◆ READING PASSAGE ◆
=-=-=

The benefit to current LED tech is the high efficiency per watt. at full usage, you get an efficiency of about 61lm/watt, if you're not driving all sorts of current through the element, you'll see efficiency rise to about 80-100lm/watt. for most applications, with a large enough heat sink, passive cooling is more than sufficient too


----------



## JDowns (Mar 6, 2008)

I agree led's as an affordable light source are still years out. Oled's will make current led's second stock and very affordable for DIY or special applications for a small window of time. But given the longevity of use the investment in a fixture may be worth it. If current trends hold then organic led's will be the defacto in light source whether it be in displays or space illumination. Pholed's are looking to be the future for replacing incandescent lighting. Universal Display Corp has some interesting reading on organic led's and their future applications. I also agree that the Rf factor with plasma's is just another nail in that technologies coffin. The next 5 - 10 years will be exciting to see new technologies roll in. Organic led's, nano technologies, improved broadband spectrum, 3D displays, etc. Only thing that will delay some of these things are the entrenched special interest groups and funding.


----------



## JDowns (Mar 6, 2008)

Here is a photo from the last led/oled lighting technology expo. Tube lamp replacements will be a large driving force in this technology for office use. As the lumen to watt ratio improves the technology will become more used, and thus more affordable. I think the current results are around 100 lumens per watt. Only problem is the 50% retention in luminosity over the life of the fixture. The DOE according to Universal is pushing for a 70% standard. I also don't think it will be to long before companies in this country start sprouting up leasing bulbs to large office buildings like what is happening overseas.

I would think for our application or any horticultural use would be an over abundance of light from the start with dimming ability. Start the lifespan with a decrease in voltage and increase as the fixture ages, making the long term investment more feasible. Rather than an under abundance overpowered from the start limiting the lifespan, which current fixtures for the hobby have a large tendency to do.


----------



## NJAquaBarren (Sep 16, 2009)

When are you going to start carrying those Italian fixtures Orlando???


----------



## GTR (May 27, 2009)

I'm not up on any of this at all. At what point does LED need the cooling I keep hearing about. That Marineland fixture doesn't have many LED's compared to some other things I've seen.
I have a couple blue LED sticks I've used on tanks in the past for moonlight and they just use a regular DC transformer anywhere from 6-12v. They've worked for at least 5 years.

SteveU


----------



## Wasserpest (Jun 12, 2003)

Walking_Target said:


> So at the outside, you're looking at around $200 plus your time to make everything. The instructions on how to assemble it all are easily found on the net (I mean, I can do it...) A good T5HO fixture costs a mimimum of $150, plus the recurring expense of the bulbs every year, usually $30+ a piece. Colour rendition is a concern, but most fixtures use cold white LEDs (10k color temp) this could be switched up with a couple warm white LEDs to bring back the red/pink spectrum.

=-=-=

◆ SUPPLIED ENTRIES ◆
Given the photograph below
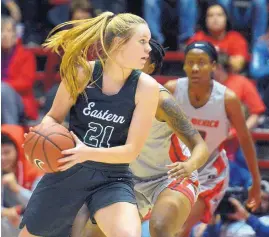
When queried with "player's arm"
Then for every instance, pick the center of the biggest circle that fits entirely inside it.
(170, 112)
(236, 117)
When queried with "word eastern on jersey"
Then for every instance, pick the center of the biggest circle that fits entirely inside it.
(103, 115)
(206, 123)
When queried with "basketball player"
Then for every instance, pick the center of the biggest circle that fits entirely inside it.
(112, 109)
(170, 197)
(212, 108)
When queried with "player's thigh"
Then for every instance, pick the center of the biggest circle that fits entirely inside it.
(196, 214)
(55, 203)
(80, 222)
(170, 210)
(119, 219)
(113, 207)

=-=-=

◆ WHAT TO WORK ON ◆
**A.** List the names that appear in the post headings of the LED lighting thread, giving each name once.
**B.** Answer these questions using the LED lighting thread.
(i) What efficiency does current LED tech reach at full usage?
(ii) What standard is the DOE pushing for, according to Universal?
(iii) What voltage range do the DC transformers for the blue LED sticks use?
**C.** Resume the LED lighting thread from the point where it stops.

◆ TASK RESPONSES ◆
**A.** JDowns, NJAquaBarren, GTR, Wasserpest

**B.**
(i) About 61lm/watt.
(ii) A 70% standard.
(iii) Anywhere from 6 to 12v.

**C.**
I can easily build a nice two bulb T5HO fixture for less than $75. The light output and color rendering will blow your $200 LED fixture out of the water, so to speak.

$18 ballast
$4 endcaps
$22 Miro reflector (4ft cut in half) 
$30 bulbs

With readily available Advance or Sylvania ballasts I can over- or underdrive this setup to fit it the type of tank I want. And no soldering involved.

You can get decent bulbs for ~$15, and they do not need to be replaced yearly.

The savings in energy are not that noticeable, until you get into reefer wattage range. (Assuming similar light output of the fixtures).

I use LEDs in many places throughout my house. And unfortunately, the advertised lifespan (some claim 100000 hours - I wonder how they tested that???) is often surprisingly short.

As efficiencies and quality go up and the price comes down, no doubt they will replace fluorescent lights. Give it a few more years.


----------



## JDowns (Mar 6, 2008)

One thing I would look for in any led product is warranty.

If we take for example Cree's data for an MC-E. With a current of 700mA and a temperature <= 135°C a rated lifespan of 50,000 hrs and retain 70% luminosity. With a 10hr photo-period and my rough math skills that's nearly 12 years of use. Let's not even account for return since initial investment_(currently)_ to energy savings is so far out there that most would not even still be in the hobby.

So with that data I wouldn't even consider a product if they would not warranty at least 90% luminosity in one year. Since any company can come and go, led lighting is ripe for consumer fraud. And it wouldn't be unreasonable to ask for 90%. Since any led product that can't retain that standard in 1/12 the rated lifespan is already doomed for failure. Given how fast Led's can fail due to being over-driven, designed with poor thermal management (ala XBox 360), and/or poor current driver implementation, you would probably know something is up much quicker than 1 year.


----------



## MoonFish (Feb 12, 2006)

I've had crees on order for over a month. Project halt.


----------



## Walking_Target (Jul 16, 2008)

I ordered my crees a week ago, they've already shipped


----------



## crossbow (Nov 29, 2009)

> OLEDs won't make it big for aquarium lighting, at least not for the forseeable future.


OLED's were first used to push display technology, but they are showing up in lighting applications. CES had quite a number of OLED lighting companies present. The fact you can basically slap a sticker thin light on something, that outputs light equivalent to half a dozen or more high power LED's, is pretty amazing to me!


----------



## Walking_Target (Jul 16, 2008)

Yeah... about that... 

Sticker thin? sure. 

equivalent ouput to half a dozen Cree XR-Es in the same size as a bumper sticker? I doubt it. That's over 1300lm (very darn bright!) and with the current problem with retained luminosity, we're not going to see them as a light source for awhile yet. 


Oh, and if we want to talk about the cree MC-E, it's not even in the same ballpark.


----------



## JDowns (Mar 6, 2008)

Personally I would prefer the MC-E over the XR-E. If I'm not mistaken you get a higher lm to watt ratio with the MC-E, but the XR-E can be driven at higher mA. You can use Cree's product character tool to do easy comparison between products and evaluate your use. Another reason I would prefer the MC-E. At 700mA a proper array with optics should be more than enough light. Plus you can have much more control over color temperature with the a four die layout. Two whites, a red, and a blue all on three seperate channels dimmable would be the ultimate layout IMO. Depending on the cool whites coloration you may not even need a seperate blue channel, so three cool whites on one channel and a red. But much more versatile than a single colored die. Optics still IMO will make or break any design. Does you no good to have either too much focus in a tight spot or too much spill. And overlaping can cause hot spots.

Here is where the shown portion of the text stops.